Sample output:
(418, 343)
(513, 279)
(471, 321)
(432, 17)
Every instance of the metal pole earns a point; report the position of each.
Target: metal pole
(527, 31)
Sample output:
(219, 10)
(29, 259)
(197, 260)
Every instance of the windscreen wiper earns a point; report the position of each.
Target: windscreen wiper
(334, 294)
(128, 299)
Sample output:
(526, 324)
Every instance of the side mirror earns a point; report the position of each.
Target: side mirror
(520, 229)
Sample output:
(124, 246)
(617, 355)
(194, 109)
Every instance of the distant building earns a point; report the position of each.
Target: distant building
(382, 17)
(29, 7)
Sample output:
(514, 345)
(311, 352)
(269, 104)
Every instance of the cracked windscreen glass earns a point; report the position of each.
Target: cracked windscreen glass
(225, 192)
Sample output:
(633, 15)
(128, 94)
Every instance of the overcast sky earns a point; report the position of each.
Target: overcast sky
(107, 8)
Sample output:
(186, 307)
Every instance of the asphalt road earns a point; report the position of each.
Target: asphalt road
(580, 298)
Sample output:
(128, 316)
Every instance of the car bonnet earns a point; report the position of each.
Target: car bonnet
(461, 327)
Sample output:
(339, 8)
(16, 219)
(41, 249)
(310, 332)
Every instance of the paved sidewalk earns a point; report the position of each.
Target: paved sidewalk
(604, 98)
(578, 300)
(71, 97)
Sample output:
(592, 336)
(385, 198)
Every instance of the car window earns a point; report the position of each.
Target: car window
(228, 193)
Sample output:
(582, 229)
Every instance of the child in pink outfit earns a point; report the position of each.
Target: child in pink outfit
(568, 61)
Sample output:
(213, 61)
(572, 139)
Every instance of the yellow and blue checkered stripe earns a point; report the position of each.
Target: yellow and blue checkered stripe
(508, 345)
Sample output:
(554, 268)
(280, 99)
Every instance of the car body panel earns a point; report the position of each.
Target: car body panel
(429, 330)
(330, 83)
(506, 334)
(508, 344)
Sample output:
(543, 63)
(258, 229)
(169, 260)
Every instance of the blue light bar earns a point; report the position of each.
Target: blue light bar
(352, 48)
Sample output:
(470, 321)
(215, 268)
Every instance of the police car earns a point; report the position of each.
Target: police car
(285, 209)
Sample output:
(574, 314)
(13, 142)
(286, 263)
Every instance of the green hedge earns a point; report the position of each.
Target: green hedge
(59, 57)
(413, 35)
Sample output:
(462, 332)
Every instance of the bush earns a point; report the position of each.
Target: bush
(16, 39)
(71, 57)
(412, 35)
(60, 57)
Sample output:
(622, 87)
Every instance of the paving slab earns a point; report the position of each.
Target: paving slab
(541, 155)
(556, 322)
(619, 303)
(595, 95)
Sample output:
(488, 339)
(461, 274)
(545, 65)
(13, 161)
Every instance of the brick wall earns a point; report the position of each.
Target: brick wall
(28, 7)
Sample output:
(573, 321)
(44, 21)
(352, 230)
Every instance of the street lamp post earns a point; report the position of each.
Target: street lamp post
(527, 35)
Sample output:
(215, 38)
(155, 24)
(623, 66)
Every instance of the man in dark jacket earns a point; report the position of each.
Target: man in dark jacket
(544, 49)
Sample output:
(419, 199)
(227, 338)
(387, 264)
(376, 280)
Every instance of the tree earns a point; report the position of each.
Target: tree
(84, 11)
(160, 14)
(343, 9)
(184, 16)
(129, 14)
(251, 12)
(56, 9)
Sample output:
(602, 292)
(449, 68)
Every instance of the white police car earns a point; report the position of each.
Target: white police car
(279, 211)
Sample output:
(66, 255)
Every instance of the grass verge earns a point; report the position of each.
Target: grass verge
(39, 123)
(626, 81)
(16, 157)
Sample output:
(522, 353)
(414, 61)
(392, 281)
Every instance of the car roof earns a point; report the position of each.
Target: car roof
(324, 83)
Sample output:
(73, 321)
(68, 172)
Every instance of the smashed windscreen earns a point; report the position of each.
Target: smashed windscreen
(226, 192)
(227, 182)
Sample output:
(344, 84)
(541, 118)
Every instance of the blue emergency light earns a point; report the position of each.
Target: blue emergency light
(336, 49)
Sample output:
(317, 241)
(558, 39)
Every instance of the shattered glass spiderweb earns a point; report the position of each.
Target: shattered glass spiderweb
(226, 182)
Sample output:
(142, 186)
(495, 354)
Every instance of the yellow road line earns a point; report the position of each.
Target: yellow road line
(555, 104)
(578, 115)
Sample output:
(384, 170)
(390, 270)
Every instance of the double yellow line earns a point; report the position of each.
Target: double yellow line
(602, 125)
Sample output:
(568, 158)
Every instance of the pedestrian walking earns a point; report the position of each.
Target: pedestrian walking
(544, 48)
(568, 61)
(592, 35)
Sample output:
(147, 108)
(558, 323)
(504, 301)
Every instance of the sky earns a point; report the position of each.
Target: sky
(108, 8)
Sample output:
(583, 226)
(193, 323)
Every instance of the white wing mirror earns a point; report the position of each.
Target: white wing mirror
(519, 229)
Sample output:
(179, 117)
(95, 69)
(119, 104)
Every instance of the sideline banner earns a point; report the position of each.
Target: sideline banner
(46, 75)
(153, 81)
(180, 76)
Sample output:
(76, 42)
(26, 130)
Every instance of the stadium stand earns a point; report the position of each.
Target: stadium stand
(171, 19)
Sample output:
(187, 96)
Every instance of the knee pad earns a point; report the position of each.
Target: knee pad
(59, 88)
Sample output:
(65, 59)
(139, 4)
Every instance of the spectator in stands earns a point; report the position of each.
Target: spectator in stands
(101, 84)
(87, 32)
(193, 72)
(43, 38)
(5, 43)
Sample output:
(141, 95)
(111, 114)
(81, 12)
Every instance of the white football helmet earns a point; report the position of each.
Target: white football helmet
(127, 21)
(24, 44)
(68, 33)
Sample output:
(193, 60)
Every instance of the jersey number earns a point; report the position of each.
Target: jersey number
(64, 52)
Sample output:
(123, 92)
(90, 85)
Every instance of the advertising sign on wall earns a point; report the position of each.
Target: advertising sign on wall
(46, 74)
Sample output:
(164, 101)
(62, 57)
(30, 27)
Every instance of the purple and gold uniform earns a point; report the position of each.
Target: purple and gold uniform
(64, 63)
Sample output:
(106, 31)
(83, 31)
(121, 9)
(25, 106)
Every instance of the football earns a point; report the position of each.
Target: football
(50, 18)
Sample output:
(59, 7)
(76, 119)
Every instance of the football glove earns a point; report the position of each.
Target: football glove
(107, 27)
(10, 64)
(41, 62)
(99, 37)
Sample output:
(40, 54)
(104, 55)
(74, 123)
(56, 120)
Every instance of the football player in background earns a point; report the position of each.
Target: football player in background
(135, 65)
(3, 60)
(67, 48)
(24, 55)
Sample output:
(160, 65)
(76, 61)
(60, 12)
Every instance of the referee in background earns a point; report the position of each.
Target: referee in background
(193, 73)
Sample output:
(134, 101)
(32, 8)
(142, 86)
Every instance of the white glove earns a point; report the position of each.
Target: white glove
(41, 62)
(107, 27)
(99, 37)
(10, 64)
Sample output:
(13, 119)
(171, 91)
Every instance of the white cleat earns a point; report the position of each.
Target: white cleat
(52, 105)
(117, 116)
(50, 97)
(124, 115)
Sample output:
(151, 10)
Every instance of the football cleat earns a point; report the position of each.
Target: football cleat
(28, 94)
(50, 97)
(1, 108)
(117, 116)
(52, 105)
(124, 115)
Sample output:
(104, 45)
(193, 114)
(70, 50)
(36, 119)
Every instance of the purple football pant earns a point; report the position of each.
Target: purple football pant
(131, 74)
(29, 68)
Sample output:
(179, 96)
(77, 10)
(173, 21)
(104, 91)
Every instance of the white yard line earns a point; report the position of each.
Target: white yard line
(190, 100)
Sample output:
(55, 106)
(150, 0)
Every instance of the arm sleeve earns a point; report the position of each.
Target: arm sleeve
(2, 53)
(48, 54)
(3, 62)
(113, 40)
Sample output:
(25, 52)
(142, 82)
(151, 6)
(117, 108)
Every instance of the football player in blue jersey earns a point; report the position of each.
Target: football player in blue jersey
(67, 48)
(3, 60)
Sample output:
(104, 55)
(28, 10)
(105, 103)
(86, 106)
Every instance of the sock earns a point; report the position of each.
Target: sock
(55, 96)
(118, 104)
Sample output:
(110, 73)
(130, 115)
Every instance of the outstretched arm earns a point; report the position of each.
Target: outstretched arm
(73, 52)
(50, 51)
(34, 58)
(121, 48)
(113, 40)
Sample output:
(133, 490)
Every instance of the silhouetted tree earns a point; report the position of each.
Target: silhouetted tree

• [Exercise instructions] Out of the material above, gather each line where "silhouetted" appears.

• [Solution for this problem]
Every instance of the silhouetted tree earns a point; report the position of each.
Target: silhouetted tree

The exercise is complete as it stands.